Et alors ton adapteur ethernet sera reconnu.

Bonne chance pour l'install. 

<troll>

Gentoo c'est THE distrib, c'est LFS moins les embarrats de la gestion des dépendances :p.

En plus selon un sondage Gentoo c'est la distribution préférée des Geeks  :Very Happy: 

</troll>

----------

## Tony Clifton

OK merci.

Bon il ne me reste plus qu'a DL un liveCD, imprimer le manuel et le plus gros point l'installer.

J'aurais surement encore besoin de votre aide pour l'install, mais ça va je suis en vacance donc j'ai pas mal de temps pour me consacrer à ce dernier point (j'espère qu'une semaine suffira).

Merci.

Là ça y est je vais bientôt devenir un vrai geek.

----------

## Macdir

 *Tony Clifton wrote:*   

> OK merci.
> 
> Bon il ne me reste plus qu'a DL un liveCD, imprimer le manuel et le plus gros point l'installer.

LIGNES FOURNIES:
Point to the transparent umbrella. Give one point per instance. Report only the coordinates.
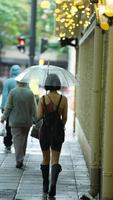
(41, 72)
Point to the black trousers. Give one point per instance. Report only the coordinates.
(8, 138)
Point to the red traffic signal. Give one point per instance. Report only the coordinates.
(21, 44)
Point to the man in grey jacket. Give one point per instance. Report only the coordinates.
(8, 85)
(21, 110)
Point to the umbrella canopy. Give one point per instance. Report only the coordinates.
(41, 72)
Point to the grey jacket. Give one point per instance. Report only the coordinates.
(20, 108)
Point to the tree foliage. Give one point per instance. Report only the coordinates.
(13, 20)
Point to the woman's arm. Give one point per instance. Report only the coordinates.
(40, 109)
(65, 111)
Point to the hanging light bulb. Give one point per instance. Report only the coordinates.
(45, 4)
(109, 8)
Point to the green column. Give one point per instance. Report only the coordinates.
(107, 178)
(95, 116)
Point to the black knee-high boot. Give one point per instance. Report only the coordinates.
(56, 169)
(45, 175)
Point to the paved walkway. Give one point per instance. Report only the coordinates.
(26, 184)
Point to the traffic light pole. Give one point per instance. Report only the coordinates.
(32, 32)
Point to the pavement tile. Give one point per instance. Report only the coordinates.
(26, 183)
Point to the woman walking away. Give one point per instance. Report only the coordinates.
(51, 138)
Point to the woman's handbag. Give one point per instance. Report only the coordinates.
(35, 131)
(2, 129)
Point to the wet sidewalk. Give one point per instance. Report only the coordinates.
(26, 183)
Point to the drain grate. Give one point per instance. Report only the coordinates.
(7, 194)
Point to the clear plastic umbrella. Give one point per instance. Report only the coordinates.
(41, 72)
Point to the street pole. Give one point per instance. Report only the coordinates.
(32, 32)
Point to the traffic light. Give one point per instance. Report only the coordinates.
(21, 44)
(44, 45)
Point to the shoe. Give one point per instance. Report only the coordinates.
(19, 165)
(8, 149)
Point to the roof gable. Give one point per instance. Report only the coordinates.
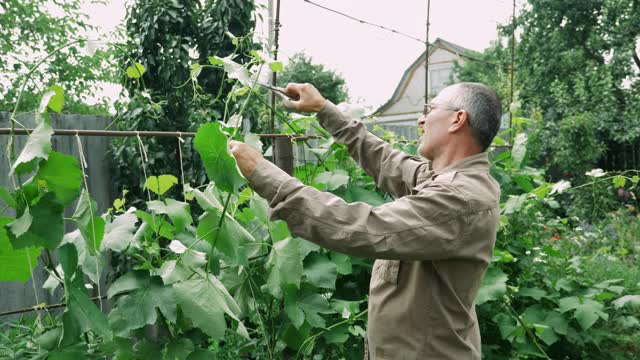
(438, 44)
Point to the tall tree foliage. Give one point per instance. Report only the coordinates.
(166, 37)
(29, 30)
(301, 69)
(580, 58)
(577, 67)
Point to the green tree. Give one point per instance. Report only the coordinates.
(168, 37)
(576, 62)
(301, 69)
(29, 31)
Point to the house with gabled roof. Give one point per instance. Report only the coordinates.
(407, 102)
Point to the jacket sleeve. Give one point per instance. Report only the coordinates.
(393, 171)
(426, 226)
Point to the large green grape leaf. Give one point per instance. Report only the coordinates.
(56, 102)
(133, 280)
(91, 227)
(160, 184)
(61, 174)
(178, 212)
(46, 227)
(205, 301)
(138, 308)
(211, 144)
(320, 271)
(38, 146)
(632, 301)
(15, 265)
(179, 349)
(119, 234)
(233, 240)
(284, 265)
(343, 263)
(81, 314)
(493, 286)
(91, 265)
(305, 304)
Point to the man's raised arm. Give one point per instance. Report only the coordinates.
(392, 170)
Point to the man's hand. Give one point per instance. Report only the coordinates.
(246, 156)
(309, 97)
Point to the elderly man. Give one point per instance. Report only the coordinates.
(432, 245)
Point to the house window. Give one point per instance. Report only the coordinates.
(438, 80)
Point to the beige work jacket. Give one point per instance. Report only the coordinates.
(433, 244)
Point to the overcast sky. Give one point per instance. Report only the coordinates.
(371, 60)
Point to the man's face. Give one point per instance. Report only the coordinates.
(435, 125)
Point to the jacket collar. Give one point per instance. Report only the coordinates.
(477, 162)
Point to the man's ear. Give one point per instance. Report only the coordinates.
(460, 118)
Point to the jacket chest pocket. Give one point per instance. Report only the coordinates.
(387, 271)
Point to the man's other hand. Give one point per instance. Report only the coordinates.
(246, 156)
(309, 98)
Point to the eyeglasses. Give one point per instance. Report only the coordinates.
(429, 107)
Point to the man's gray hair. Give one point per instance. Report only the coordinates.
(484, 108)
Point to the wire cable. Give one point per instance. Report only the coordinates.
(405, 35)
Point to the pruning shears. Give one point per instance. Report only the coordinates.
(282, 94)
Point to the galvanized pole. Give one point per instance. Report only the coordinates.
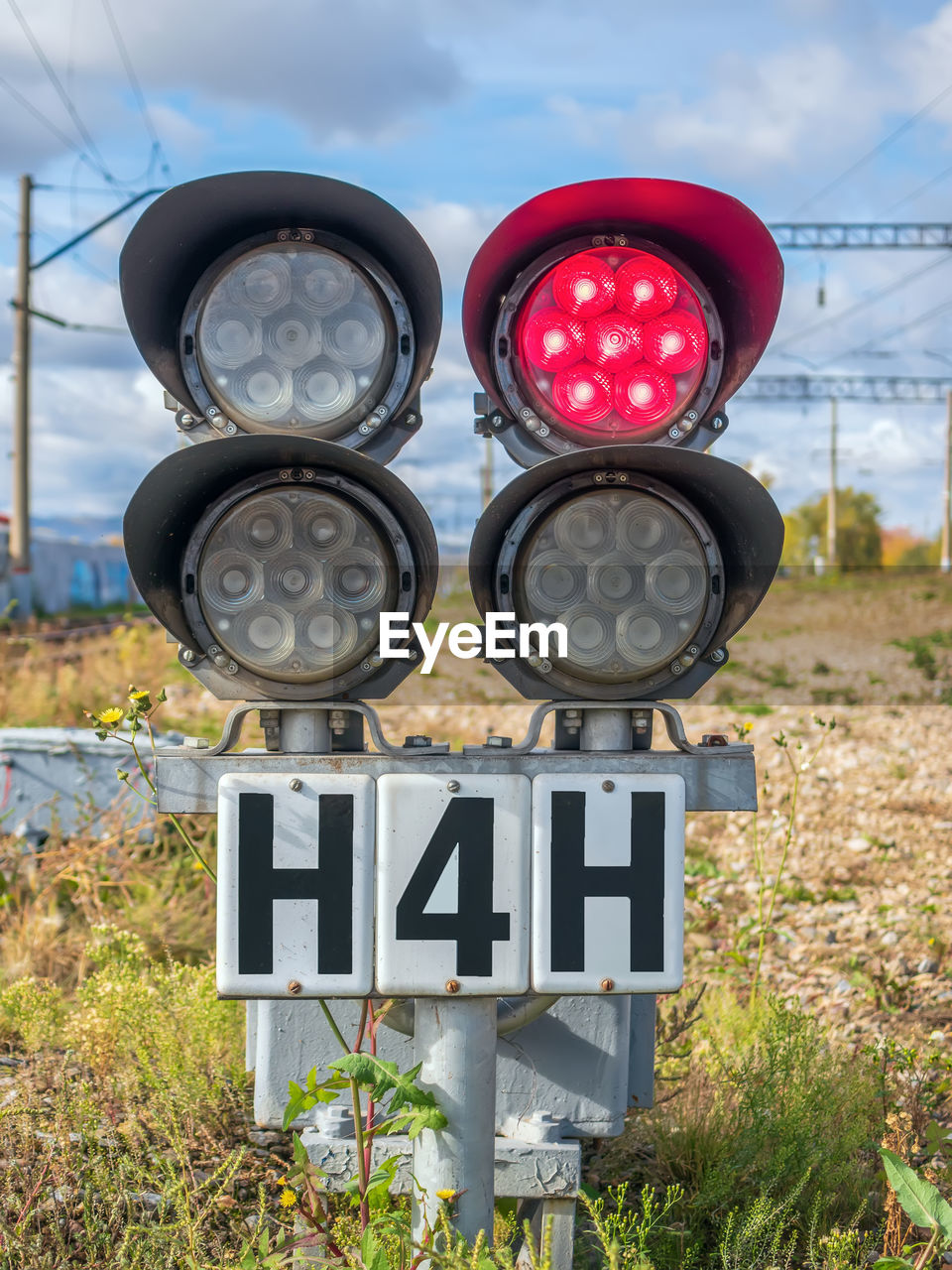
(456, 1042)
(832, 497)
(19, 522)
(944, 562)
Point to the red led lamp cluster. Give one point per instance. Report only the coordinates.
(612, 339)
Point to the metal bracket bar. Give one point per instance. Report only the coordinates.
(231, 733)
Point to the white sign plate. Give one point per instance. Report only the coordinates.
(608, 883)
(295, 885)
(452, 884)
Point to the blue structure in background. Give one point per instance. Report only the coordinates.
(68, 572)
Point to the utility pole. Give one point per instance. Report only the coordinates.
(832, 495)
(19, 522)
(944, 563)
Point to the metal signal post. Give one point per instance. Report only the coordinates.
(504, 888)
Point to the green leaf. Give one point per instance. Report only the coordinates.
(301, 1156)
(380, 1179)
(379, 1079)
(920, 1201)
(416, 1120)
(372, 1254)
(302, 1100)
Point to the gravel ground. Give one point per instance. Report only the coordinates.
(862, 925)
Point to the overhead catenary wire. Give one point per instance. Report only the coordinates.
(880, 146)
(871, 298)
(62, 94)
(158, 149)
(48, 123)
(920, 190)
(890, 334)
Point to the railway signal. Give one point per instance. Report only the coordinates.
(608, 322)
(291, 318)
(619, 312)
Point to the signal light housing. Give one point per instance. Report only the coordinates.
(285, 303)
(613, 312)
(652, 558)
(271, 559)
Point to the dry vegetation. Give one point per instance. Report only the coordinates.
(109, 1155)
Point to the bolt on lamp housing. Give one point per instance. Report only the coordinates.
(271, 562)
(284, 303)
(619, 312)
(651, 559)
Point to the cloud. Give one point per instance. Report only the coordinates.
(770, 113)
(359, 70)
(454, 232)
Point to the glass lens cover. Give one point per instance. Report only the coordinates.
(295, 336)
(293, 580)
(625, 572)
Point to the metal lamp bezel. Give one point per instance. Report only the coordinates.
(539, 427)
(521, 527)
(356, 426)
(363, 499)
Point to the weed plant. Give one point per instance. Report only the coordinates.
(770, 1130)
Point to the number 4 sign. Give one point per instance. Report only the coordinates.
(452, 911)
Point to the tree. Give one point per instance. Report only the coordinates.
(858, 541)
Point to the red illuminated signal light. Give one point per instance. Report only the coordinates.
(640, 326)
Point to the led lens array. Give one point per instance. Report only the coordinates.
(293, 581)
(611, 341)
(295, 336)
(627, 576)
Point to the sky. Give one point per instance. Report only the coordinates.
(456, 113)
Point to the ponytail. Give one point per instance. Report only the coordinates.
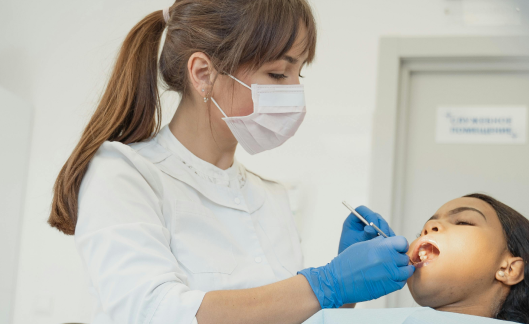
(233, 33)
(128, 112)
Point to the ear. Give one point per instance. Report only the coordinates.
(201, 73)
(511, 271)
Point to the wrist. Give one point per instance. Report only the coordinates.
(324, 286)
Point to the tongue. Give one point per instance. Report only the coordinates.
(432, 252)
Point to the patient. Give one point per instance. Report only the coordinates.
(471, 258)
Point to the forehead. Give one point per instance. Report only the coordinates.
(486, 209)
(478, 204)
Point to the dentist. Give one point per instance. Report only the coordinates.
(171, 228)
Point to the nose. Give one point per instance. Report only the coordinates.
(432, 227)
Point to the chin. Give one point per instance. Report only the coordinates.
(430, 293)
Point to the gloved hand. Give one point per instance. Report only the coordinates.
(354, 231)
(364, 271)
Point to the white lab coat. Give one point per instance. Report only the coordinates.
(158, 228)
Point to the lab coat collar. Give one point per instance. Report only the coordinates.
(168, 157)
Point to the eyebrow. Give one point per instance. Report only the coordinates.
(290, 59)
(457, 211)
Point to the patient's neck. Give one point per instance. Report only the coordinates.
(485, 304)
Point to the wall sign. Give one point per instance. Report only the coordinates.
(481, 124)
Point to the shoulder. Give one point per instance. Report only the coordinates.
(119, 186)
(117, 168)
(270, 184)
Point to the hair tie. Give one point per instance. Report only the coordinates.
(166, 14)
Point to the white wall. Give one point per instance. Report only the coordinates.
(57, 55)
(15, 132)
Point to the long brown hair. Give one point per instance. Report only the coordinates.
(515, 226)
(233, 33)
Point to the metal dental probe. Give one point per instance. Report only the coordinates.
(364, 220)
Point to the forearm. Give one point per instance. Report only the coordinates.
(288, 301)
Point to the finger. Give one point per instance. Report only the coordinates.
(399, 243)
(376, 218)
(403, 273)
(370, 231)
(352, 222)
(401, 259)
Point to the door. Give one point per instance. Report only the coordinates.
(433, 173)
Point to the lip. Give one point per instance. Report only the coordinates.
(423, 240)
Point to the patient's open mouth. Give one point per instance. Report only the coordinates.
(424, 252)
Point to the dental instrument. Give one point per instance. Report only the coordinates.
(364, 220)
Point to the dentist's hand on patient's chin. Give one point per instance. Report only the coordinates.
(354, 231)
(364, 271)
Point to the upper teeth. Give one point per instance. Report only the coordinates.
(422, 254)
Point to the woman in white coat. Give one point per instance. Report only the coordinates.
(170, 227)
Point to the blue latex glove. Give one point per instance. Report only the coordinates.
(354, 230)
(364, 271)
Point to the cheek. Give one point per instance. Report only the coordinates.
(463, 266)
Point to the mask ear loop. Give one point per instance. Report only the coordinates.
(234, 78)
(216, 104)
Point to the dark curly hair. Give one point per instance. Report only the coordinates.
(516, 230)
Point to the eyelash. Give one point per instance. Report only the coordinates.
(457, 223)
(464, 222)
(280, 76)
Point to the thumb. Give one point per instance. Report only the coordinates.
(370, 231)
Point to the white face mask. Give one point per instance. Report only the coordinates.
(278, 111)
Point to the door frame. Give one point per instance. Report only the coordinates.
(399, 57)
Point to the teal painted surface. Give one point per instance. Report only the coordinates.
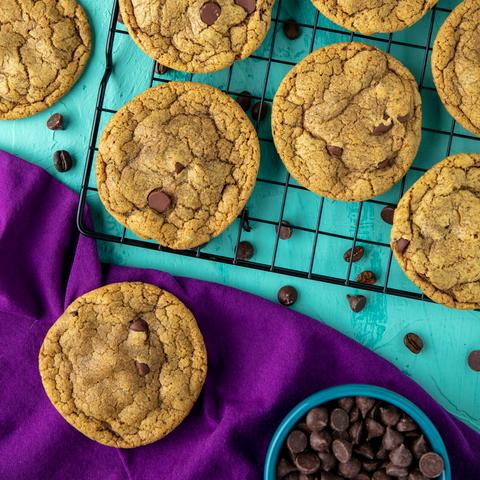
(449, 335)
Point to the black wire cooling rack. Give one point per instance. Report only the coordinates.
(316, 230)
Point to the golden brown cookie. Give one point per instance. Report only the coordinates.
(456, 64)
(436, 232)
(124, 364)
(372, 16)
(44, 47)
(347, 121)
(178, 163)
(197, 35)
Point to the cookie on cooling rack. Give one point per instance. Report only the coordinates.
(369, 17)
(456, 64)
(178, 163)
(44, 48)
(347, 121)
(198, 35)
(124, 364)
(436, 232)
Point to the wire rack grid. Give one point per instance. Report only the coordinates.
(321, 235)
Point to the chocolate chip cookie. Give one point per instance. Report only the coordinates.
(44, 47)
(124, 364)
(456, 64)
(436, 232)
(178, 163)
(347, 121)
(197, 35)
(369, 17)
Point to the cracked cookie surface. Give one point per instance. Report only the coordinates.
(197, 35)
(347, 121)
(44, 47)
(178, 163)
(456, 64)
(124, 364)
(367, 16)
(436, 232)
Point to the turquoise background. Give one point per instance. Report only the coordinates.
(449, 335)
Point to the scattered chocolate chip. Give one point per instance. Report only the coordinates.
(387, 214)
(62, 161)
(244, 100)
(142, 368)
(209, 12)
(249, 5)
(357, 302)
(358, 253)
(55, 122)
(286, 230)
(291, 29)
(287, 295)
(431, 465)
(367, 277)
(259, 114)
(245, 251)
(413, 342)
(159, 201)
(335, 151)
(474, 360)
(139, 325)
(402, 244)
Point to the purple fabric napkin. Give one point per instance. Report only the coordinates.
(263, 358)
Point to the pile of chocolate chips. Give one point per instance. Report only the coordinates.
(358, 438)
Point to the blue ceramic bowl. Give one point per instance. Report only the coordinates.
(324, 396)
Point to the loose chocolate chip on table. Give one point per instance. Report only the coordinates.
(358, 253)
(413, 342)
(245, 251)
(474, 360)
(244, 100)
(209, 12)
(367, 277)
(159, 201)
(357, 302)
(291, 29)
(55, 122)
(431, 465)
(257, 114)
(387, 214)
(287, 295)
(62, 161)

OBJECTIFS:
(A) D'après l'extrait, qu'est-ce qui donne à Tony Clifton pas mal de temps pour l'installation ? Répondez en une à trois phrases.
(B) Repérez, s'il vous plaît, toutes les lignes qui contiennent le mot "leaf", puis recopiez-les ; la casse compte.
L'extrait et les lignes proviennent de sources différentes.

RÉPONSES SUCCESSIVES:
(A) Tony Clifton est en vacances et dispose donc de pas mal de temps pour se consacrer à l'installation. Une semaine suffira, espère Tony Clifton.

(B)
Point to the large green grape leaf. Give one point per instance. Report only the coordinates.
Point to the green leaf. Give one point per instance. Report only the coordinates.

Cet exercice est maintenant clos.